### PROBLEM 1
Copy the passage on changing one's thinking from "But the question" to "for the new.", substituting "jigsaw" for "puzzle".
### PROBLEM 2
According to the passage on changing one's thinking, why do people try to make the pieces of their belief system fit together?
### PROBLEM 3
In the passage on changing one's thinking, what does each piece of the puzzle represent?

### SOURCE PASSAGE
**********
“What convinced you to change your thinking?” I was asked this question by a person who was curious about changes in my understanding of faith. We have all changed our thinking about many things. This is about development and learning. The only ones who don’t change, I believe, are those six feet under.
But the question being posed is what causes the change in one’s thinking. Debaters would say evidence and logic is what causes the change. I am not sure I believe this. I think there is some predisposition in a person that makes him or her receptive to a new idea. I used to imagine our belief system as a kind of puzzle in our heads. Each piece represents a life experience. It is our natural tendency to want the world to make sense, so we tend to try to make these pieces fit together in some way. We believe that the way we think things are is the way they are. But then an idea comes along that doesn’t fit into this picture we have created. We have a choice then to reject it or push the pieces around to figure out how it fits into what we have already put together. We may even have to throw out an old cherished piece to make room for the new.
**********
### RECORDS SHOWN
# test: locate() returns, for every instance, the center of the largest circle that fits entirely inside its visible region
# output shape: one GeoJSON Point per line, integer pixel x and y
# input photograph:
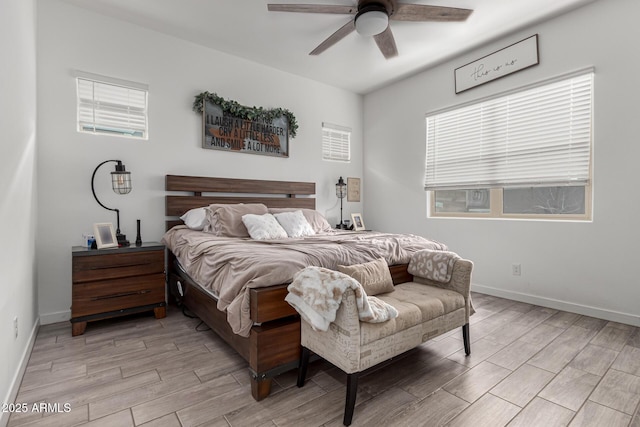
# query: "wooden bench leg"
{"type": "Point", "coordinates": [350, 403]}
{"type": "Point", "coordinates": [304, 363]}
{"type": "Point", "coordinates": [260, 388]}
{"type": "Point", "coordinates": [465, 338]}
{"type": "Point", "coordinates": [78, 328]}
{"type": "Point", "coordinates": [160, 312]}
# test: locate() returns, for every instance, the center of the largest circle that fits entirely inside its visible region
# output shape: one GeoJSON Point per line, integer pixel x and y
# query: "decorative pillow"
{"type": "Point", "coordinates": [195, 218]}
{"type": "Point", "coordinates": [374, 276]}
{"type": "Point", "coordinates": [318, 222]}
{"type": "Point", "coordinates": [294, 223]}
{"type": "Point", "coordinates": [263, 227]}
{"type": "Point", "coordinates": [433, 265]}
{"type": "Point", "coordinates": [226, 220]}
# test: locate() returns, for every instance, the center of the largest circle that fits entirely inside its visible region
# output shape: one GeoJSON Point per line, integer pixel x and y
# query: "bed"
{"type": "Point", "coordinates": [267, 330]}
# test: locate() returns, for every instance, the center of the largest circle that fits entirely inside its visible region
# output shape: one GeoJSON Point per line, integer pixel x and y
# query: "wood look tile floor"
{"type": "Point", "coordinates": [530, 366]}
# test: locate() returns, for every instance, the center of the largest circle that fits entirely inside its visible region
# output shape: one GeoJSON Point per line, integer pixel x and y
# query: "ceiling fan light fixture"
{"type": "Point", "coordinates": [371, 20]}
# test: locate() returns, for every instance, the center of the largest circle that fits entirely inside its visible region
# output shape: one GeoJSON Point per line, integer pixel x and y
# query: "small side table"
{"type": "Point", "coordinates": [114, 282]}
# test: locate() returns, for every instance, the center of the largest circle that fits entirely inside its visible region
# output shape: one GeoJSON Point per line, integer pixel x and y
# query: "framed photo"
{"type": "Point", "coordinates": [516, 57]}
{"type": "Point", "coordinates": [358, 223]}
{"type": "Point", "coordinates": [105, 235]}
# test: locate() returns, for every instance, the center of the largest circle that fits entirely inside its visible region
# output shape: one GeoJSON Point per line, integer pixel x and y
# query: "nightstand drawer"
{"type": "Point", "coordinates": [112, 295]}
{"type": "Point", "coordinates": [117, 265]}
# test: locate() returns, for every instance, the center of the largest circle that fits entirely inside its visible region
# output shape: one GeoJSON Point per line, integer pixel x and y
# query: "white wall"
{"type": "Point", "coordinates": [584, 267]}
{"type": "Point", "coordinates": [17, 191]}
{"type": "Point", "coordinates": [72, 38]}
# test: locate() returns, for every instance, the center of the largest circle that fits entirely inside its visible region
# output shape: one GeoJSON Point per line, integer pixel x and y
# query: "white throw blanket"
{"type": "Point", "coordinates": [316, 293]}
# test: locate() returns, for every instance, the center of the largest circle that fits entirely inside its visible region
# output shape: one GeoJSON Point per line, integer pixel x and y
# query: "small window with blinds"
{"type": "Point", "coordinates": [109, 106]}
{"type": "Point", "coordinates": [336, 143]}
{"type": "Point", "coordinates": [524, 154]}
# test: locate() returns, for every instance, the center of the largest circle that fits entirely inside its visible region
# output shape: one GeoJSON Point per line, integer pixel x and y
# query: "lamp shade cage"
{"type": "Point", "coordinates": [121, 179]}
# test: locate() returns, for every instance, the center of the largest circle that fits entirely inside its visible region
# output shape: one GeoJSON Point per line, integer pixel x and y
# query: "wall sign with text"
{"type": "Point", "coordinates": [518, 56]}
{"type": "Point", "coordinates": [224, 132]}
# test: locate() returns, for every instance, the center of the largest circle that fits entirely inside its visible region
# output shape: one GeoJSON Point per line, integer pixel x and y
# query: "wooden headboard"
{"type": "Point", "coordinates": [206, 190]}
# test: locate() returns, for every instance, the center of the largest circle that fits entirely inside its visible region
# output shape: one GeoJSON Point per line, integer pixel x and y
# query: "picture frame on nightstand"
{"type": "Point", "coordinates": [105, 235]}
{"type": "Point", "coordinates": [358, 222]}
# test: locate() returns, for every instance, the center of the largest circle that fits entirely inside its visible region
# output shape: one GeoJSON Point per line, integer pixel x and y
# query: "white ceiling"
{"type": "Point", "coordinates": [281, 40]}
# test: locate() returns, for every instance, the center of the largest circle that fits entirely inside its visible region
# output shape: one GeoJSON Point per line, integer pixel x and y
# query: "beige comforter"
{"type": "Point", "coordinates": [229, 267]}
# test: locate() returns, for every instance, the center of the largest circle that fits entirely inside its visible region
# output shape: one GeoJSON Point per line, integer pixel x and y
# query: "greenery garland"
{"type": "Point", "coordinates": [247, 113]}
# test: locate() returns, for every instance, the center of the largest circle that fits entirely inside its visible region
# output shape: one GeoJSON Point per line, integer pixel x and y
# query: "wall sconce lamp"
{"type": "Point", "coordinates": [341, 192]}
{"type": "Point", "coordinates": [121, 184]}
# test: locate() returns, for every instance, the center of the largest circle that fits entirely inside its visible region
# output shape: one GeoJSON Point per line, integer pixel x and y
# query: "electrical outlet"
{"type": "Point", "coordinates": [516, 269]}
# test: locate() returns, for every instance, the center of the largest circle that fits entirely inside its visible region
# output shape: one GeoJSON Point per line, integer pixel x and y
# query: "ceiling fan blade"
{"type": "Point", "coordinates": [421, 12]}
{"type": "Point", "coordinates": [334, 38]}
{"type": "Point", "coordinates": [313, 8]}
{"type": "Point", "coordinates": [386, 43]}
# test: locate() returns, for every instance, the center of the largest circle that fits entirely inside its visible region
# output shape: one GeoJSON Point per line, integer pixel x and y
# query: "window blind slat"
{"type": "Point", "coordinates": [336, 142]}
{"type": "Point", "coordinates": [111, 108]}
{"type": "Point", "coordinates": [541, 136]}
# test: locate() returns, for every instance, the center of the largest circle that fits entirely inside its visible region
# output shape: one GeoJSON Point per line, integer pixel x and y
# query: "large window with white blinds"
{"type": "Point", "coordinates": [336, 142]}
{"type": "Point", "coordinates": [111, 106]}
{"type": "Point", "coordinates": [528, 152]}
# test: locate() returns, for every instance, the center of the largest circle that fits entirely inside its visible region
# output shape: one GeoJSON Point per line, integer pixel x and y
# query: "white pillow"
{"type": "Point", "coordinates": [195, 219]}
{"type": "Point", "coordinates": [295, 224]}
{"type": "Point", "coordinates": [261, 227]}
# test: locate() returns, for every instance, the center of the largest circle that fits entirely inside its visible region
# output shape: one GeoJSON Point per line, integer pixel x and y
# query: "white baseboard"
{"type": "Point", "coordinates": [17, 378]}
{"type": "Point", "coordinates": [600, 313]}
{"type": "Point", "coordinates": [56, 317]}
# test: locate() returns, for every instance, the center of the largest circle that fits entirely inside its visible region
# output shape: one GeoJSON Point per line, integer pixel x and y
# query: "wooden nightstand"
{"type": "Point", "coordinates": [114, 282]}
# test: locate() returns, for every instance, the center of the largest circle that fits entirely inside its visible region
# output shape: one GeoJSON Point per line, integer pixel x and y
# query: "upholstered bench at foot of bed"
{"type": "Point", "coordinates": [426, 309]}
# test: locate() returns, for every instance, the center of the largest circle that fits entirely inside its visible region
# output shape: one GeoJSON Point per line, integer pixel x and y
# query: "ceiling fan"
{"type": "Point", "coordinates": [372, 19]}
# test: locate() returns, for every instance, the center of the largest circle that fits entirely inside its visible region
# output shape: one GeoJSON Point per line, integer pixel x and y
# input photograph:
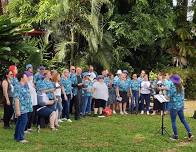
**********
### RESPONSE AREA 1
But the question being posed is what causes the change in one’s thinking. Debaters would say evidence and logic is what causes the change. I am not sure I believe this. I think there is some predisposition in a person that makes him or her receptive to a new idea. I used to imagine our belief system as a kind of jigsaw in our heads. Each piece represents a life experience. It is our natural tendency to want the world to make sense, so we tend to try to make these pieces fit together in some way. We believe that the way we think things are is the way they are. But then an idea comes along that doesn’t fit into this picture we have created. We have a choice then to reject it or push the pieces around to figure out how it fits into what we have already put together. We may even have to throw out an old cherished piece to make room for the new.

### RESPONSE AREA 2
People have a natural tendency to want the world to make sense. So they try to make these pieces fit together in some way.

### RESPONSE AREA 3
Each piece represents a life experience.